• Selection
• • • •
Thanks Jeff. Good morning, everybody. I would like start off with commentary on our leasing and then provide some color on our most recent acquisitions. Year-to-date, we signed leases of approximately 1.5 million square feet. For the third quarter, we have leases commencing for an aggregate of 216,000 square feet that was split fairly evenly between new and renewal leases. Overall, we had a 2.1% decrease on these rents on a cash basis, but that was heavily influenced by one lease at Airport Business Park in Memphis with the Federal Aviation Administration as the tenant there.

 

The prior lease had amortized significant tenant improvements and the new lease did not incur any leasing commissions or TI dollars. That’s a tradeoff we will take in most cases as we expect the contractual rent increases to kick-in over time. If we back out that one lease, we had a 14.4% increase on a cash basis. For the year-to-date period, that would have given us a 9.0% increase on a cash basis, which is in line with the 8% to 9% mark-to-market that we believe exists in our portfolio.

 

At quarter end, our occupancy was 94.4%. We expect to continue to improve both on a same store and combined basis as additional leases commence. By the first half of next year, we expect this percentage could be in a high 90s as we backfill a couple of our vacancies.

 

We’ve now narrowed our vacancy down to 549,000 square feet as of September 30th. For the 1.8 million square feet scheduled to expire in 2019, we already have 917,000 square feet signed or committed thus far, bringing our tenant retention ratio to 51% for 2019. For 2018, we are expecting our tenant retention ratio will end up in the 38% to 40% range.

 

Regarding acquisitions, we expanded our footprint in Cleveland with the purchase of a 400,000 square feet multi-tenant industrial building for $27 million, located in Cleveland’s tightest and most sought after Southeast sub market. We view this as essentially a Class A property that we were able to secure with Class B pricing with an ingoing yield at 7.6%.
• • • •
(Boundary labeling items)
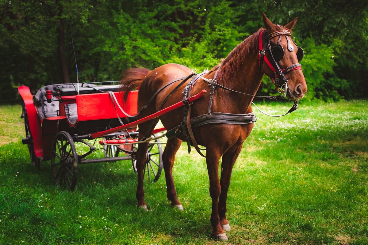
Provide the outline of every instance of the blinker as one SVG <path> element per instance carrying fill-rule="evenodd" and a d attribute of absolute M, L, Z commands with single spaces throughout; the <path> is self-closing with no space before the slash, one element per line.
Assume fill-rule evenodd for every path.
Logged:
<path fill-rule="evenodd" d="M 273 58 L 276 61 L 279 61 L 282 60 L 284 57 L 284 48 L 281 44 L 276 43 L 272 46 L 271 48 L 272 55 Z M 300 47 L 297 47 L 297 58 L 298 62 L 300 62 L 303 59 L 304 56 L 304 51 Z"/>
<path fill-rule="evenodd" d="M 278 61 L 282 60 L 284 57 L 284 48 L 281 44 L 279 43 L 273 44 L 271 50 L 275 60 Z"/>
<path fill-rule="evenodd" d="M 304 51 L 303 49 L 300 47 L 297 47 L 297 58 L 298 59 L 298 62 L 300 62 L 300 61 L 303 59 L 304 57 Z"/>

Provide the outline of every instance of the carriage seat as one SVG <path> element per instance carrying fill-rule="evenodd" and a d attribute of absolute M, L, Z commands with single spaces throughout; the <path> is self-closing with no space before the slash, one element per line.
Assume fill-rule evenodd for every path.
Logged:
<path fill-rule="evenodd" d="M 79 94 L 94 94 L 109 91 L 118 92 L 120 90 L 120 85 L 119 84 L 95 85 L 90 83 L 82 84 L 84 86 L 79 87 Z M 60 94 L 61 96 L 74 96 L 78 94 L 76 87 L 69 86 L 67 87 L 59 87 L 59 86 L 57 87 L 59 87 Z"/>
<path fill-rule="evenodd" d="M 37 91 L 35 96 L 36 107 L 38 115 L 41 120 L 45 118 L 57 116 L 59 115 L 60 102 L 56 98 L 56 93 L 59 87 L 68 87 L 75 85 L 71 83 L 51 84 L 43 87 Z M 48 103 L 46 98 L 46 90 L 51 91 L 51 102 Z"/>

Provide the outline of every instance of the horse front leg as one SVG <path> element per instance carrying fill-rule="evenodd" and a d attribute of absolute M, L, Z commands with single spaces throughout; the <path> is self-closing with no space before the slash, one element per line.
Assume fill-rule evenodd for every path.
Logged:
<path fill-rule="evenodd" d="M 242 147 L 242 145 L 240 145 L 235 149 L 229 149 L 222 156 L 221 176 L 220 182 L 221 192 L 219 198 L 219 215 L 221 227 L 225 231 L 231 230 L 230 224 L 226 219 L 226 216 L 227 191 L 230 185 L 233 167 L 241 150 Z"/>
<path fill-rule="evenodd" d="M 221 227 L 219 215 L 219 197 L 221 192 L 221 187 L 219 180 L 219 160 L 220 156 L 218 152 L 210 150 L 208 147 L 206 151 L 206 162 L 209 178 L 209 194 L 212 199 L 212 212 L 211 213 L 211 236 L 220 241 L 228 240 L 225 231 Z"/>
<path fill-rule="evenodd" d="M 180 147 L 181 141 L 176 137 L 167 140 L 166 147 L 162 154 L 162 162 L 165 172 L 165 178 L 167 188 L 167 200 L 171 201 L 171 206 L 182 210 L 183 206 L 178 200 L 173 177 L 173 166 L 175 160 L 175 155 Z"/>
<path fill-rule="evenodd" d="M 147 150 L 148 148 L 148 143 L 139 144 L 138 149 L 136 155 L 135 166 L 137 169 L 138 182 L 135 196 L 139 208 L 147 209 L 147 205 L 144 201 L 144 190 L 143 189 L 143 170 L 147 161 Z"/>

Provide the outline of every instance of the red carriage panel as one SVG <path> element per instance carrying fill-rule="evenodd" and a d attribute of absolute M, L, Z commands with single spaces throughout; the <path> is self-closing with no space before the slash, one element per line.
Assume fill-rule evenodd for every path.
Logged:
<path fill-rule="evenodd" d="M 128 115 L 132 115 L 137 113 L 138 91 L 131 92 L 128 97 L 128 101 L 124 104 L 121 103 L 124 93 L 115 92 L 114 94 L 116 98 L 116 101 L 114 103 L 113 101 L 114 99 L 107 93 L 76 96 L 78 120 L 116 118 L 117 117 L 117 111 L 120 117 L 126 117 L 117 103 L 119 103 Z"/>

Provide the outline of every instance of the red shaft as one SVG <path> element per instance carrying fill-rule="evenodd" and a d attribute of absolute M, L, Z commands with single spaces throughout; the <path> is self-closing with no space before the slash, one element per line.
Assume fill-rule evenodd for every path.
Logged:
<path fill-rule="evenodd" d="M 194 101 L 195 100 L 197 100 L 203 96 L 203 94 L 206 92 L 207 92 L 207 90 L 205 89 L 204 89 L 197 94 L 192 96 L 191 96 L 188 98 L 187 101 L 189 103 L 190 103 Z M 147 122 L 147 121 L 149 121 L 149 120 L 152 120 L 153 118 L 156 118 L 158 117 L 161 115 L 165 114 L 165 113 L 167 113 L 169 111 L 171 111 L 173 110 L 174 110 L 176 109 L 177 109 L 179 107 L 182 107 L 185 104 L 184 102 L 185 101 L 184 100 L 182 100 L 181 101 L 178 102 L 177 103 L 174 104 L 172 105 L 170 105 L 168 107 L 166 107 L 165 109 L 162 109 L 161 111 L 159 111 L 156 113 L 154 113 L 152 115 L 148 116 L 145 117 L 143 118 L 141 118 L 139 120 L 135 121 L 134 122 L 131 122 L 130 123 L 125 124 L 125 125 L 122 126 L 117 127 L 114 127 L 113 129 L 111 129 L 105 130 L 104 131 L 98 132 L 97 133 L 93 133 L 91 135 L 92 137 L 92 138 L 102 137 L 105 135 L 106 135 L 106 134 L 111 134 L 113 133 L 116 133 L 116 132 L 118 132 L 118 131 L 121 131 L 124 129 L 126 129 L 129 127 L 131 127 L 132 126 L 135 126 L 142 123 Z"/>

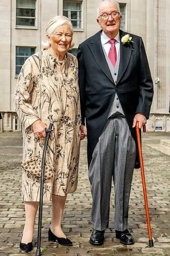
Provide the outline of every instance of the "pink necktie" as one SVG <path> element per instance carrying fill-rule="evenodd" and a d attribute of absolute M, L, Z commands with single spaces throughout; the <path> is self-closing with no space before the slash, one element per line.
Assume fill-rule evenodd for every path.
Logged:
<path fill-rule="evenodd" d="M 111 44 L 111 45 L 109 52 L 108 57 L 114 67 L 115 66 L 117 60 L 116 49 L 115 44 L 116 41 L 116 40 L 115 39 L 110 39 L 110 40 L 109 41 L 109 42 Z"/>

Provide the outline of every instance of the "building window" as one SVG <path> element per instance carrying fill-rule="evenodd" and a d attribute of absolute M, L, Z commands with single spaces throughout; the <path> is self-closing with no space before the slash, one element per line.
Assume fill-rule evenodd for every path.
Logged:
<path fill-rule="evenodd" d="M 82 2 L 63 1 L 64 16 L 71 21 L 74 28 L 82 28 Z"/>
<path fill-rule="evenodd" d="M 120 25 L 120 29 L 123 30 L 125 31 L 125 10 L 126 10 L 126 4 L 119 4 L 120 12 L 122 15 L 122 18 L 121 20 L 121 22 Z"/>
<path fill-rule="evenodd" d="M 70 49 L 68 50 L 68 52 L 70 52 L 70 53 L 71 53 L 72 54 L 73 54 L 76 57 L 77 56 L 77 49 Z"/>
<path fill-rule="evenodd" d="M 20 74 L 21 67 L 26 60 L 35 53 L 35 47 L 16 46 L 16 76 Z"/>
<path fill-rule="evenodd" d="M 35 26 L 36 0 L 16 0 L 16 26 Z"/>

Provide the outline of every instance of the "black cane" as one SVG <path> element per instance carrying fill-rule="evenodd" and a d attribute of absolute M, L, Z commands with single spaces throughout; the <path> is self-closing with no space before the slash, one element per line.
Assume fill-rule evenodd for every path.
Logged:
<path fill-rule="evenodd" d="M 53 124 L 50 123 L 48 129 L 45 130 L 47 136 L 45 138 L 45 143 L 44 144 L 44 150 L 43 150 L 43 157 L 42 159 L 41 170 L 41 184 L 40 184 L 40 193 L 39 196 L 39 215 L 38 216 L 38 235 L 37 237 L 37 250 L 36 251 L 35 256 L 40 256 L 41 253 L 41 224 L 42 224 L 42 214 L 43 211 L 43 190 L 44 187 L 44 167 L 45 165 L 45 156 L 46 154 L 47 149 L 47 148 L 48 142 L 49 141 L 50 133 L 52 131 Z"/>

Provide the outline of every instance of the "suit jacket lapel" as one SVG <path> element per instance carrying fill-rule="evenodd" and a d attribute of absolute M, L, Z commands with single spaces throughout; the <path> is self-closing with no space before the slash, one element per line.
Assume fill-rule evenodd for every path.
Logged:
<path fill-rule="evenodd" d="M 101 45 L 100 34 L 102 31 L 102 30 L 100 30 L 93 37 L 90 42 L 88 44 L 98 66 L 110 81 L 114 84 Z"/>
<path fill-rule="evenodd" d="M 119 30 L 119 33 L 120 39 L 120 59 L 116 85 L 120 81 L 127 68 L 132 50 L 132 44 L 130 44 L 129 46 L 127 46 L 125 45 L 122 44 L 122 43 L 121 42 L 121 38 L 127 33 L 120 30 Z"/>

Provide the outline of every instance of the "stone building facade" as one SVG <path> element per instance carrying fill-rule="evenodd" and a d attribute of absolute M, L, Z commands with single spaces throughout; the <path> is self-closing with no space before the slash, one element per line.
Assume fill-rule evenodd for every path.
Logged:
<path fill-rule="evenodd" d="M 0 5 L 0 131 L 21 129 L 13 96 L 22 64 L 42 48 L 45 28 L 57 15 L 67 16 L 74 27 L 76 54 L 78 44 L 98 32 L 99 0 L 2 0 Z M 149 130 L 170 131 L 170 0 L 119 0 L 122 28 L 141 36 L 154 81 L 154 95 Z M 129 103 L 130 104 L 130 103 Z"/>

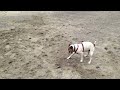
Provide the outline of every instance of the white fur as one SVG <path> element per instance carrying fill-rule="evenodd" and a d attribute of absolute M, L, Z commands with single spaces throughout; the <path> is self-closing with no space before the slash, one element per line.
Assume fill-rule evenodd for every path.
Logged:
<path fill-rule="evenodd" d="M 94 44 L 96 44 L 96 41 L 94 42 L 94 44 L 91 43 L 91 42 L 82 42 L 82 44 L 83 44 L 83 47 L 84 47 L 84 52 L 89 52 L 88 55 L 90 57 L 90 60 L 89 60 L 88 64 L 90 64 L 91 60 L 92 60 L 92 56 L 93 56 L 94 50 L 95 50 Z M 83 56 L 84 56 L 82 44 L 80 43 L 80 44 L 71 44 L 70 45 L 73 48 L 75 46 L 75 49 L 78 48 L 78 50 L 76 51 L 76 53 L 81 54 L 81 60 L 80 60 L 80 62 L 83 62 Z M 70 59 L 74 54 L 75 54 L 75 52 L 73 52 L 67 59 Z M 86 56 L 88 56 L 88 55 L 86 55 Z"/>

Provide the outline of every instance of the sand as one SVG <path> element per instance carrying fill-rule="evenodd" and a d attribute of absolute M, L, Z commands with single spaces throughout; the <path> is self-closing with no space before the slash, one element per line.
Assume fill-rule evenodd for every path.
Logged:
<path fill-rule="evenodd" d="M 91 64 L 69 43 L 97 41 Z M 120 12 L 1 11 L 0 79 L 119 79 Z"/>

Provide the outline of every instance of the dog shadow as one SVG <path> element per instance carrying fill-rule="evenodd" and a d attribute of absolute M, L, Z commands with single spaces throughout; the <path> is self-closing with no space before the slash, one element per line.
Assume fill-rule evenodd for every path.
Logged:
<path fill-rule="evenodd" d="M 78 66 L 88 65 L 89 57 L 84 57 L 83 62 L 80 62 L 80 57 L 71 57 L 70 59 L 67 58 L 60 58 L 58 60 L 58 64 L 60 67 L 73 67 L 77 68 Z"/>

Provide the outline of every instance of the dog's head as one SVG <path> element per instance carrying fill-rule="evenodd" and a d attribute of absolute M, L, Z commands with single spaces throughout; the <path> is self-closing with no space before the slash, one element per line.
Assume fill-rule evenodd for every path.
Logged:
<path fill-rule="evenodd" d="M 68 52 L 69 53 L 73 53 L 73 46 L 71 45 L 71 44 L 69 44 L 69 46 L 68 46 Z"/>

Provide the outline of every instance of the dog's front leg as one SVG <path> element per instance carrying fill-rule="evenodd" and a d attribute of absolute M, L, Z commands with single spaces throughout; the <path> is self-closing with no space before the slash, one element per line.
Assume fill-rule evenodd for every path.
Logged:
<path fill-rule="evenodd" d="M 70 59 L 74 54 L 75 52 L 73 52 L 67 59 Z"/>
<path fill-rule="evenodd" d="M 81 60 L 80 60 L 80 62 L 83 62 L 83 52 L 81 52 Z"/>

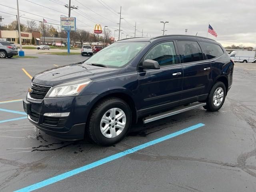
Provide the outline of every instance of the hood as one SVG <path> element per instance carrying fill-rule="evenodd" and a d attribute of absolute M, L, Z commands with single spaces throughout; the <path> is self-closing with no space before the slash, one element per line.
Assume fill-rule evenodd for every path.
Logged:
<path fill-rule="evenodd" d="M 46 70 L 35 75 L 33 82 L 48 86 L 89 78 L 92 80 L 103 78 L 110 73 L 116 73 L 116 69 L 93 66 L 80 63 Z"/>

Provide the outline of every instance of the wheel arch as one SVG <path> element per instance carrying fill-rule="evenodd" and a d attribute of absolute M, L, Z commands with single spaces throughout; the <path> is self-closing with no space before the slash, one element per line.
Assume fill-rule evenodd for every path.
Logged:
<path fill-rule="evenodd" d="M 90 107 L 90 111 L 87 117 L 86 122 L 90 118 L 92 109 L 101 101 L 108 98 L 116 98 L 126 102 L 130 106 L 132 112 L 132 122 L 136 123 L 138 120 L 138 114 L 136 106 L 132 96 L 128 93 L 123 91 L 123 90 L 110 90 L 99 95 L 92 101 L 92 104 Z"/>

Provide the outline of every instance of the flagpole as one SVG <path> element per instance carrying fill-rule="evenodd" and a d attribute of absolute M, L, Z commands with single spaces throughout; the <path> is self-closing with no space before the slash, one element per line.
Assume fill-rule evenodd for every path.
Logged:
<path fill-rule="evenodd" d="M 44 19 L 43 17 L 43 28 L 44 28 L 44 44 L 45 44 L 45 38 L 44 38 Z"/>
<path fill-rule="evenodd" d="M 210 25 L 210 23 L 208 23 L 208 27 L 207 28 L 207 31 L 206 32 L 206 37 L 208 37 L 208 29 L 209 28 L 209 25 Z"/>

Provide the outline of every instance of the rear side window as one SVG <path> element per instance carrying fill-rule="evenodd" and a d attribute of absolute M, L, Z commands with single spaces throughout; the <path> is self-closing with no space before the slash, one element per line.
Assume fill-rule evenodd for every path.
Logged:
<path fill-rule="evenodd" d="M 2 45 L 4 46 L 12 46 L 12 45 L 9 42 L 0 42 Z"/>
<path fill-rule="evenodd" d="M 196 41 L 179 41 L 180 54 L 184 63 L 195 62 L 204 60 L 203 54 L 198 43 Z"/>
<path fill-rule="evenodd" d="M 177 63 L 174 46 L 172 42 L 164 42 L 156 45 L 144 58 L 157 61 L 160 66 Z"/>
<path fill-rule="evenodd" d="M 223 51 L 219 45 L 206 42 L 200 42 L 200 44 L 208 59 L 219 57 L 223 54 Z"/>

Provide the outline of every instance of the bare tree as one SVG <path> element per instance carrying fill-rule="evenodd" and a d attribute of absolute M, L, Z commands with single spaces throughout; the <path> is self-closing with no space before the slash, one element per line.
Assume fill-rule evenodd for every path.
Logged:
<path fill-rule="evenodd" d="M 110 42 L 110 38 L 111 36 L 111 31 L 107 28 L 105 30 L 105 42 L 106 43 Z"/>
<path fill-rule="evenodd" d="M 81 47 L 82 47 L 83 46 L 83 43 L 88 41 L 90 33 L 83 30 L 78 30 L 76 33 L 76 38 L 80 42 Z"/>
<path fill-rule="evenodd" d="M 37 25 L 36 21 L 27 20 L 27 29 L 28 32 L 32 32 L 36 29 Z"/>

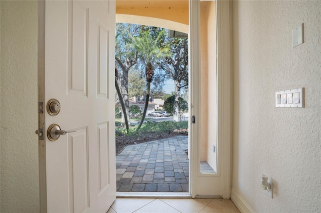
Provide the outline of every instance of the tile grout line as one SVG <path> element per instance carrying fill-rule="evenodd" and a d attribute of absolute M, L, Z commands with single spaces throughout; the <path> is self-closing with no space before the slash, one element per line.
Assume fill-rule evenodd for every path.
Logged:
<path fill-rule="evenodd" d="M 136 212 L 137 212 L 137 210 L 139 210 L 140 208 L 142 208 L 144 206 L 146 206 L 148 205 L 148 204 L 151 203 L 152 202 L 153 202 L 154 201 L 156 200 L 157 200 L 158 198 L 154 198 L 153 200 L 151 200 L 150 202 L 148 202 L 148 204 L 146 204 L 145 205 L 139 208 L 137 208 L 137 210 L 135 210 L 134 212 L 132 212 L 131 213 L 134 213 Z M 116 212 L 117 213 L 117 212 Z"/>
<path fill-rule="evenodd" d="M 206 206 L 204 206 L 202 209 L 201 209 L 201 210 L 199 212 L 199 212 L 202 212 L 202 211 L 204 208 L 206 208 L 208 206 L 209 206 L 209 205 L 210 204 L 210 203 L 211 203 L 211 202 L 212 202 L 214 200 L 214 199 L 215 199 L 215 198 L 213 198 L 213 199 L 212 199 L 212 200 L 211 200 L 211 201 L 210 201 L 210 202 L 209 202 L 209 203 L 208 203 L 208 204 L 207 204 Z"/>
<path fill-rule="evenodd" d="M 180 213 L 182 213 L 182 212 L 179 211 L 178 210 L 177 210 L 176 208 L 175 208 L 172 206 L 170 205 L 169 204 L 167 204 L 166 202 L 161 200 L 159 198 L 158 198 L 159 200 L 162 201 L 163 202 L 164 202 L 164 204 L 166 204 L 167 205 L 169 206 L 170 206 L 172 207 L 172 208 L 173 208 L 174 209 L 175 209 L 175 210 L 176 210 L 177 211 L 178 211 L 178 212 L 179 212 Z"/>

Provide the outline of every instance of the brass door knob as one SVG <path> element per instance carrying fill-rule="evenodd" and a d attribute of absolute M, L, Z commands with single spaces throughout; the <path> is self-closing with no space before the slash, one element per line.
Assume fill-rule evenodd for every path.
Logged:
<path fill-rule="evenodd" d="M 54 142 L 57 140 L 60 136 L 64 136 L 66 133 L 74 132 L 76 132 L 76 130 L 66 131 L 61 130 L 59 125 L 54 124 L 50 125 L 50 126 L 48 128 L 47 131 L 47 136 L 50 140 Z"/>

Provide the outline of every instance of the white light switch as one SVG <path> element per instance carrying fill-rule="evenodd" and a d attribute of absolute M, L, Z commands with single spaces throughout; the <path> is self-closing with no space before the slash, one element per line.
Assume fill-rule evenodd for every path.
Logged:
<path fill-rule="evenodd" d="M 294 104 L 300 103 L 300 92 L 294 92 Z"/>
<path fill-rule="evenodd" d="M 288 100 L 288 102 L 289 104 L 293 104 L 293 93 L 287 94 L 287 100 Z"/>
<path fill-rule="evenodd" d="M 303 24 L 297 26 L 292 30 L 292 47 L 294 48 L 303 42 Z"/>
<path fill-rule="evenodd" d="M 281 104 L 281 94 L 277 94 L 276 95 L 276 104 Z"/>
<path fill-rule="evenodd" d="M 286 94 L 282 94 L 282 104 L 286 104 Z"/>
<path fill-rule="evenodd" d="M 275 107 L 304 108 L 304 88 L 275 92 Z"/>

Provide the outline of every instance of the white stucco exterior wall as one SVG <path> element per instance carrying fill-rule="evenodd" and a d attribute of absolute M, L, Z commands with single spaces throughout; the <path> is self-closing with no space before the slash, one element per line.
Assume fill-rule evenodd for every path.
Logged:
<path fill-rule="evenodd" d="M 321 1 L 234 1 L 232 200 L 255 212 L 321 211 Z M 304 23 L 304 42 L 292 48 Z M 275 107 L 304 87 L 305 108 Z M 273 198 L 260 186 L 273 182 Z"/>
<path fill-rule="evenodd" d="M 39 212 L 36 1 L 1 1 L 1 211 Z"/>

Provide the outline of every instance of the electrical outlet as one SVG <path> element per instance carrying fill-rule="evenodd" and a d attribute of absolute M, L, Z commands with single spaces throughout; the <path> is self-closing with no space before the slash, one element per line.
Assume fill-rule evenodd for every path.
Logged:
<path fill-rule="evenodd" d="M 273 199 L 273 184 L 272 184 L 272 182 L 269 180 L 267 180 L 267 182 L 270 184 L 271 188 L 265 190 L 265 192 L 269 196 Z"/>

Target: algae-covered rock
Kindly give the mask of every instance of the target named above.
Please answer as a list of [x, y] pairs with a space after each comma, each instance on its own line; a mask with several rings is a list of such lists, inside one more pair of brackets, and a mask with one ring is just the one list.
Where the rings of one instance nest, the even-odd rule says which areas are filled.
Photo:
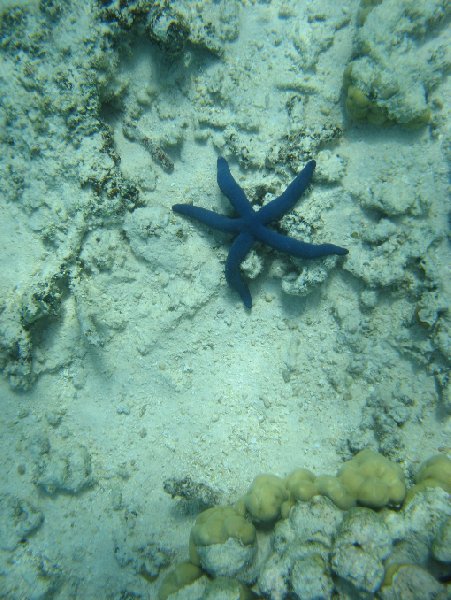
[[374, 511], [353, 508], [338, 528], [332, 568], [357, 590], [374, 593], [384, 579], [391, 545], [388, 527]]
[[211, 575], [237, 576], [255, 557], [255, 528], [231, 506], [208, 508], [191, 530], [189, 553]]
[[445, 600], [448, 596], [430, 573], [418, 565], [402, 564], [392, 569], [379, 591], [382, 600]]
[[451, 517], [441, 524], [432, 544], [432, 554], [440, 562], [451, 563]]
[[178, 592], [184, 586], [193, 583], [202, 575], [199, 567], [196, 567], [189, 561], [179, 563], [170, 571], [160, 586], [158, 600], [166, 600], [170, 595]]
[[[445, 0], [362, 3], [354, 59], [344, 73], [346, 108], [357, 121], [409, 127], [431, 119], [428, 96], [450, 66]], [[381, 26], [383, 23], [383, 26]]]
[[244, 497], [244, 504], [254, 523], [272, 523], [280, 518], [286, 500], [288, 491], [283, 479], [258, 475]]
[[44, 522], [44, 515], [27, 500], [0, 494], [0, 549], [14, 550]]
• • • •
• What this exercise asks
1. Set down the leasing commentary from "At quarter end, our" down to "to 40% range.".
2. According to the leasing commentary, why is the speaker willing to accept the terms of the Memphis lease with the Federal Aviation Administration? Answer in one to three sentences.
3. Continue the leasing commentary from where it stops.
These lines have no connection to the leasing commentary above.

• In response
1.
At quarter end, our occupancy was 94.4%. We expect to continue to improve both on a same store and combined basis as additional leases commence. By the first half of next year, we expect this percentage could be in a high 90s as we backfill a couple of our vacancies.

 

We’ve now narrowed our vacancy down to 549,000 square feet as of September 30th. For the 1.8 million square feet scheduled to expire in 2019, we already have 917,000 square feet signed or committed thus far, bringing our tenant retention ratio to 51% for 2019. For 2018, we are expecting our tenant retention ratio will end up in the 38% to 40% range.

2. The new lease carried no leasing commissions or TI dollars. The speaker treats the lower rent as a tradeoff worth taking because the contractual rent increases are expected to kick in over time.

3.
Also of note, we completed another acquisition in Ohio just after the close of the quarter, a 1.1 million square feet multi-tenant property in Cincinnati that Jeff alluded to earlier. We acquired that for $24.8 million, translating to an ingoing cap rate at 8.5%. We structured this acquisition as UPREIT and in so doing assumed about $14 million of existing debt and issued about $10.6 million of OP units priced at $17 per share.

 

This Class B industrial building is one of the more unique properties in our portfolio, it included about 50 acres of outside storage and available land for future development along with rail service and about 400,000 square feet of crane-served space.

 

In addition to these two Ohio transactions, the pipeline remains very robust, as we are tracking properties in markets we are already in such as Chicago, Atlanta, Memphis, and Indianapolis as well as new markets such as Pittsburgh, St Louis, and Jacksonville, that comprise of properties that are both stable with long-term tenancy as well as properties that have near-term lease role and more value-added in nature.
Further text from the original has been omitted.